(EXERCISE MATERIAL begins)
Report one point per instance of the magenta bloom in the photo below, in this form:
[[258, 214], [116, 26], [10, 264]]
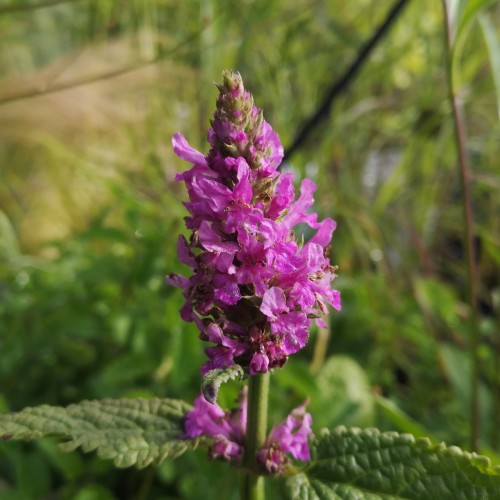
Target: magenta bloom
[[254, 289], [227, 428], [289, 437]]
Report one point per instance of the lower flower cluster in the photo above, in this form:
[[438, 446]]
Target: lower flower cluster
[[227, 428]]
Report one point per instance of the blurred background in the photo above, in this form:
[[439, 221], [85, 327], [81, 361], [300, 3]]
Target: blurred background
[[91, 92]]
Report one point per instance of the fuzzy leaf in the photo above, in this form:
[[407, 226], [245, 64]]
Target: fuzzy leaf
[[212, 381], [128, 431], [367, 464]]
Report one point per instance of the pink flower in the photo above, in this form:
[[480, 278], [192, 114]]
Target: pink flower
[[291, 437], [227, 430], [247, 267]]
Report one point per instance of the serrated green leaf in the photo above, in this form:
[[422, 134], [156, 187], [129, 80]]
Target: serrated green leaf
[[128, 431], [212, 381], [367, 464]]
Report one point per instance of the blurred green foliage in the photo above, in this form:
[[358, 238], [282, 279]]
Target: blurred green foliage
[[89, 217]]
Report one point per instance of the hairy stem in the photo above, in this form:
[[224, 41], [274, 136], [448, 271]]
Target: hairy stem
[[252, 483], [464, 168]]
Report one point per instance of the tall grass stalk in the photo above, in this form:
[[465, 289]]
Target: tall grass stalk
[[465, 176]]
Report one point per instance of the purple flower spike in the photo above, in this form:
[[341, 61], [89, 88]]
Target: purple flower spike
[[254, 289]]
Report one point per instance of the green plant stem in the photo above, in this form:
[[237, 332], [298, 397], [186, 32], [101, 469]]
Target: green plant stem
[[464, 168], [252, 483]]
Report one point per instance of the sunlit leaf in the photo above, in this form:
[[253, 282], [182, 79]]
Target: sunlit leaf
[[128, 431], [215, 378], [367, 464]]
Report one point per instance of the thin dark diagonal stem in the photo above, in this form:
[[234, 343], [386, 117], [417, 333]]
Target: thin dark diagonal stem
[[341, 85]]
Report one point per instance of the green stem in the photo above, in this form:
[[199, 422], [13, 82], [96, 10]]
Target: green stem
[[252, 483], [472, 275]]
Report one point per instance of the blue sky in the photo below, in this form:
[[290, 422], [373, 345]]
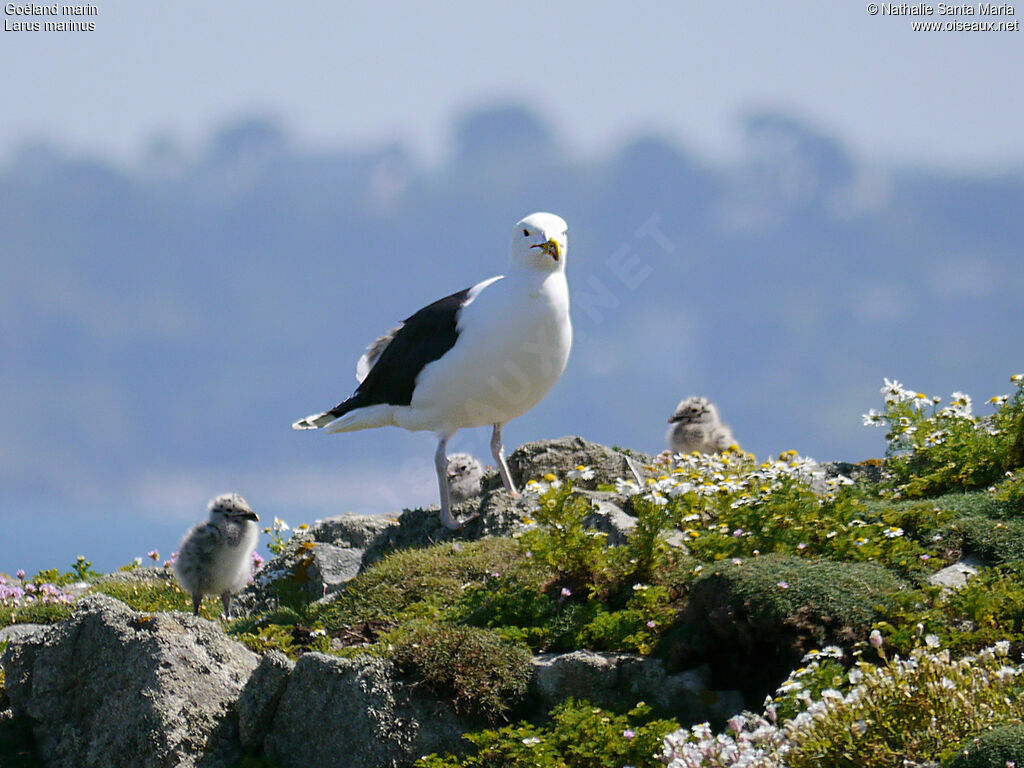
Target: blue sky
[[356, 74]]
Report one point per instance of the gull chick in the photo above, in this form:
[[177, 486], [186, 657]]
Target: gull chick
[[696, 426], [465, 476], [215, 557]]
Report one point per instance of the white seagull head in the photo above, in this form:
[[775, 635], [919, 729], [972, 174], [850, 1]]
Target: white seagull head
[[539, 243]]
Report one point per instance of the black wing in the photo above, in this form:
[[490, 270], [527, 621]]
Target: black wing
[[423, 338]]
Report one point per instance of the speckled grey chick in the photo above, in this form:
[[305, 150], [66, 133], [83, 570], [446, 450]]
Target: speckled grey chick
[[215, 557], [465, 475], [696, 426]]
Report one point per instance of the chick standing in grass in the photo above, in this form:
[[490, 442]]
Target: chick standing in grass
[[696, 426], [465, 476], [215, 557]]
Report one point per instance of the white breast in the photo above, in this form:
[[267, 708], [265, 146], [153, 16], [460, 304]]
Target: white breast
[[513, 344]]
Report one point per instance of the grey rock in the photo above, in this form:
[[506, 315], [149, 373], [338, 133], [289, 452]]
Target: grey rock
[[333, 567], [259, 699], [534, 460], [354, 713], [496, 512], [141, 574], [614, 679], [956, 576], [870, 471], [111, 687], [349, 529], [19, 632]]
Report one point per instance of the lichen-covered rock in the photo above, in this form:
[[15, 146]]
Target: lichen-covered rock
[[616, 679], [19, 632], [350, 529], [260, 698], [355, 713], [534, 460], [112, 687], [955, 576]]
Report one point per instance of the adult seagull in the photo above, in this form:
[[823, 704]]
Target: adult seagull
[[480, 356]]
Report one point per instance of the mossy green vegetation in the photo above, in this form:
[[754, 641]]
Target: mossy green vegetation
[[480, 672], [786, 576], [998, 748], [578, 735]]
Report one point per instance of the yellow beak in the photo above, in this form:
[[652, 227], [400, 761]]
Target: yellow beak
[[550, 248]]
(EXERCISE MATERIAL ends)
WHAT TO DO
Pictures in the entries do not go into the copy. Print only the lines starting at the one containing "Target: thin dark diagonal stem" and ending at the one containing "[[177, 486], [186, 657]]", exactly as they appear.

TASK SOLUTION
Target: thin dark diagonal stem
[[341, 85]]
Report one point per instance of the green stem in the photo above, in this form:
[[199, 422], [13, 82], [96, 10]]
Target: green stem
[[252, 483], [472, 275]]
Report one point per instance of the blue sky in the photo below, in this form:
[[290, 422], [373, 345]]
Target: blue sky
[[356, 74]]
Report one point per instance of the gull chick in the photo above, in this form:
[[177, 486], [186, 657]]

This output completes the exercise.